## [SHORT EXERCISE]
Rewrite everything from the line containing "Q: Tag one point on each instance of the tree" down to the end of the rows below as a Markdown table with the columns No. and Line. Leave out blank lines.

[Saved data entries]
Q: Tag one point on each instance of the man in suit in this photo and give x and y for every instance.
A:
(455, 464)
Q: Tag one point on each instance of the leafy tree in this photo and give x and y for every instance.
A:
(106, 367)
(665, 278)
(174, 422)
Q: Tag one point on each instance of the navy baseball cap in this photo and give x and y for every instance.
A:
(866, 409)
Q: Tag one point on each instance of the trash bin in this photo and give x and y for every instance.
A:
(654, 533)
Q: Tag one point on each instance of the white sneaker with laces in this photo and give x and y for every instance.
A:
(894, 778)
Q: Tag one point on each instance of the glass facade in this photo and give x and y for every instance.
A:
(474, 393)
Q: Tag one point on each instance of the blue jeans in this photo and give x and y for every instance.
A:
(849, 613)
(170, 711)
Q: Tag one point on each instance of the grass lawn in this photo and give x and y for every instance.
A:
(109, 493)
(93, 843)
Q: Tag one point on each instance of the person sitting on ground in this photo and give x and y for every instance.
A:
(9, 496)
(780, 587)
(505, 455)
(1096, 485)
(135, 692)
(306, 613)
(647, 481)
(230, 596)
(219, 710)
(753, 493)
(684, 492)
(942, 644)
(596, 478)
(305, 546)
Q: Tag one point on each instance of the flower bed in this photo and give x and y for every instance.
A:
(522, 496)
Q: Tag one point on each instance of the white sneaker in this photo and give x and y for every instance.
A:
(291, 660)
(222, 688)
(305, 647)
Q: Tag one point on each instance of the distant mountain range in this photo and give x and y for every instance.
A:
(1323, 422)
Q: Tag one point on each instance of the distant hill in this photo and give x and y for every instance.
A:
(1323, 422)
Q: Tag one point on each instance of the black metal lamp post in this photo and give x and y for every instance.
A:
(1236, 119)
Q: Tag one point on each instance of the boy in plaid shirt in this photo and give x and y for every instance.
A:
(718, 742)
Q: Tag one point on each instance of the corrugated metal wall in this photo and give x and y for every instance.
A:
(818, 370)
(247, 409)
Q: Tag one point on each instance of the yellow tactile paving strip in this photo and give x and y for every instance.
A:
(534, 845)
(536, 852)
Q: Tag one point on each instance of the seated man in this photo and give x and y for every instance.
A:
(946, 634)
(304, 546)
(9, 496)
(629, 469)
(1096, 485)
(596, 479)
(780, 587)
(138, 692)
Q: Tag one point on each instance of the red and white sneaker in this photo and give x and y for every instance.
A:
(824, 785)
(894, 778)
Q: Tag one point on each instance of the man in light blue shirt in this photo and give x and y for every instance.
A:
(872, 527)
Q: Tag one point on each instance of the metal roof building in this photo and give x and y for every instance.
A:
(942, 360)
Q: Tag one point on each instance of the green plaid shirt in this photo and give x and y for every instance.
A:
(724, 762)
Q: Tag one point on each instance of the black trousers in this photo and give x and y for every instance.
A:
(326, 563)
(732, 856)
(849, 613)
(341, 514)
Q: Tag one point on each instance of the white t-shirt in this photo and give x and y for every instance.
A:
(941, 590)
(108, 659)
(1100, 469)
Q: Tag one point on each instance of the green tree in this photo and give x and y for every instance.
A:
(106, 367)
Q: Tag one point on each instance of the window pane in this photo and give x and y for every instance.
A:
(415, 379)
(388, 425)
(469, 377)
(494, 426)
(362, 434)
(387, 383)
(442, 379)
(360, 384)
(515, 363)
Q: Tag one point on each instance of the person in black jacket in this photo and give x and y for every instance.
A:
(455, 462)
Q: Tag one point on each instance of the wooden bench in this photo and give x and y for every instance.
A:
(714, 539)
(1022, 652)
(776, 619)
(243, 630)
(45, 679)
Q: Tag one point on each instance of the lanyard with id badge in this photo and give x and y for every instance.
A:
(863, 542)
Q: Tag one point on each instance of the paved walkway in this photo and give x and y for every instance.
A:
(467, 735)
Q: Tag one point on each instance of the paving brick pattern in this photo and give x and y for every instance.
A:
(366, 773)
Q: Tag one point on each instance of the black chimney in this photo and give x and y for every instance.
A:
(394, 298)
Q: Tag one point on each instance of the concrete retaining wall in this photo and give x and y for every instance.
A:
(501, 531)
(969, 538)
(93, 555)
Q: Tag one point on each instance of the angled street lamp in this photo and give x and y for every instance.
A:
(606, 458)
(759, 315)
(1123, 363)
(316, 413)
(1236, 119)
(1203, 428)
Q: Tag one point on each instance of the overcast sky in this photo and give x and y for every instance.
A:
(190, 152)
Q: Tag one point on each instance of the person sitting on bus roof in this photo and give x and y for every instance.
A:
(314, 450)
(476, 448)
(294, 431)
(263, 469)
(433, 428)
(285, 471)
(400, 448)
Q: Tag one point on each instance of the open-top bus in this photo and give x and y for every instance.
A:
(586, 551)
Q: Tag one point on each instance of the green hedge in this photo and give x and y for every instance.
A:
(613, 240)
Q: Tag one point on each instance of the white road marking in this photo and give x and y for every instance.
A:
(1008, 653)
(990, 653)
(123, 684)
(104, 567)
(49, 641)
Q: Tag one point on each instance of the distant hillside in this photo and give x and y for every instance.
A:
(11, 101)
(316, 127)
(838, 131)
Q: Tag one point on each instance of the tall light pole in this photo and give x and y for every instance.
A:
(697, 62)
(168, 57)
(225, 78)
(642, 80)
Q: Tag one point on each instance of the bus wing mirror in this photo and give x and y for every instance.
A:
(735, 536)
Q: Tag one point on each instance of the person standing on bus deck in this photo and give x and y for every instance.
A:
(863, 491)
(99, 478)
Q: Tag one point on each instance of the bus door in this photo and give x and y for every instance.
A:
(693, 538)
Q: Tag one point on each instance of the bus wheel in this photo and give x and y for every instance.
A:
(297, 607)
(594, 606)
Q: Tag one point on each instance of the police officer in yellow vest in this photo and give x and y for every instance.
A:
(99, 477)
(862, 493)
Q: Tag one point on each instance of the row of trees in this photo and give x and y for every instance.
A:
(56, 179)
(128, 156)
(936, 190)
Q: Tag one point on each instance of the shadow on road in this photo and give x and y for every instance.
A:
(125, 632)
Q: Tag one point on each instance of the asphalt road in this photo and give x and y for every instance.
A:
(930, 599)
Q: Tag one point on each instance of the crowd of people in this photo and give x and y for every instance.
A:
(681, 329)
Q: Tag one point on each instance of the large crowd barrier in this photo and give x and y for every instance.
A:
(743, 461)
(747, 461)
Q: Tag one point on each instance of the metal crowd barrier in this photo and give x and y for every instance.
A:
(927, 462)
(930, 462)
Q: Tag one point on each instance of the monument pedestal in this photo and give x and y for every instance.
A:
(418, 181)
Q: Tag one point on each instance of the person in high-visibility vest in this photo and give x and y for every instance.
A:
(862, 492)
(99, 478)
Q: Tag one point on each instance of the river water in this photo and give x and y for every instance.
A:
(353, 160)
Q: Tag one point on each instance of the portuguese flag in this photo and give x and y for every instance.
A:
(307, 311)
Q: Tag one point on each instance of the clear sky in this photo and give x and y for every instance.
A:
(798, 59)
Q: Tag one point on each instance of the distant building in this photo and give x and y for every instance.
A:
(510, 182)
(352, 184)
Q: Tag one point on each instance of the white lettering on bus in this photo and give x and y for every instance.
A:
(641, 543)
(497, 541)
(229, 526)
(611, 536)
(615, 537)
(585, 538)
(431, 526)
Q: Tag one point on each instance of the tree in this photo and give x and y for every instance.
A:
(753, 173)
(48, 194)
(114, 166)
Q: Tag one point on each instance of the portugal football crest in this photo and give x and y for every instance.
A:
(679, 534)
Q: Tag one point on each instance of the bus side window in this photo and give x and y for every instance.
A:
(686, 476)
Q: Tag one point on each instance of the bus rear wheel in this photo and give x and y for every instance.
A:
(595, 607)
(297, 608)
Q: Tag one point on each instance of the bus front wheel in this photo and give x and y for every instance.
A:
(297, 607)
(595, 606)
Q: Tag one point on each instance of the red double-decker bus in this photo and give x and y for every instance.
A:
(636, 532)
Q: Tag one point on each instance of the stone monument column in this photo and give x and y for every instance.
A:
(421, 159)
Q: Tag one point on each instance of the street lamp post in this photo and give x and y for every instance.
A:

## [RESPONSE]
| No. | Line |
|---|---|
| 1 | Q: Tag one point on each instance of the tree in this photo and give x and y for every instance. |
| 2 | A: |
| 3 | (753, 173) |
| 4 | (48, 194) |
| 5 | (114, 166) |
| 6 | Q: Tag one point on each instance of the portugal football crest in this photo and give x and y for every instance. |
| 7 | A: |
| 8 | (679, 534) |
| 9 | Q: Tag one point on each instance of the bus side window in this photo and give x and y for every instance. |
| 10 | A: |
| 11 | (686, 476) |
| 12 | Q: Tag one point on each instance of the bus rear wheel in this photo and give x and y for every instance. |
| 13 | A: |
| 14 | (595, 607) |
| 15 | (297, 608) |
| 16 | Q: Tag one point on each instance of the bus front wheel in this photo and give x and y for every instance. |
| 17 | A: |
| 18 | (297, 607) |
| 19 | (595, 606) |
| 20 | Q: Tag one point on each instance of the red double-decker bus in this photo and give x and y for every instance. |
| 21 | A: |
| 22 | (636, 532) |
| 23 | Q: Tag one point on each instance of the stone monument column in this photo and give x and y for every instance. |
| 24 | A: |
| 25 | (421, 159) |
| 26 | Q: Tag one point on each instance of the street lamp post in this photo and give x and y for every instance. |
| 27 | A: |